■ Work to complete
Rewrite the Ruby Hill passage below from "North: West Mississippi" to "of the neighborhood.", changing "Avenue" to "Street".

Ruby Hill is a neighborhood of Denver, Colorado. The neighborhood takes its name from Ruby Hill, a  elevation hill in the neighborhood that overlooks much of South Denver. The hill itself was named for red stones found in the area by early miners, stones that turned out to be garnets.

Boundaries
Ruby Hill is rectangular-shaped neighborhood located in the southwest part of Denver. Its boundaries are:

North: West Mississippi Avenue
East: The South Platte River
South: West Jewell Avenue
West: South Federal Boulevard

Notable spots in Ruby Hill
 Ruby Hill Park occupies much of the eastern part of the neighborhood.
 The Ruby Hill Terrain Park, a part of Ruby Hill Park used for winter sports such as sledding, skiing and snowboarding.
 Ruby Hill Bike Park, a 7.5 acre mountain bike park that includes a slopestyle course, dirt jumps, pump tracks, and a skills course.

■ Material
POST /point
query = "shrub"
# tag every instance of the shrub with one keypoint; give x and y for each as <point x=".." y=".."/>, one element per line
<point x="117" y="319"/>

■ Solution to the exercise
North: West Mississippi Street
East: The South Platte River
South: West Jewell Street
West: South Federal Boulevard

Notable spots in Ruby Hill
 Ruby Hill Park occupies much of the eastern part of the neighborhood.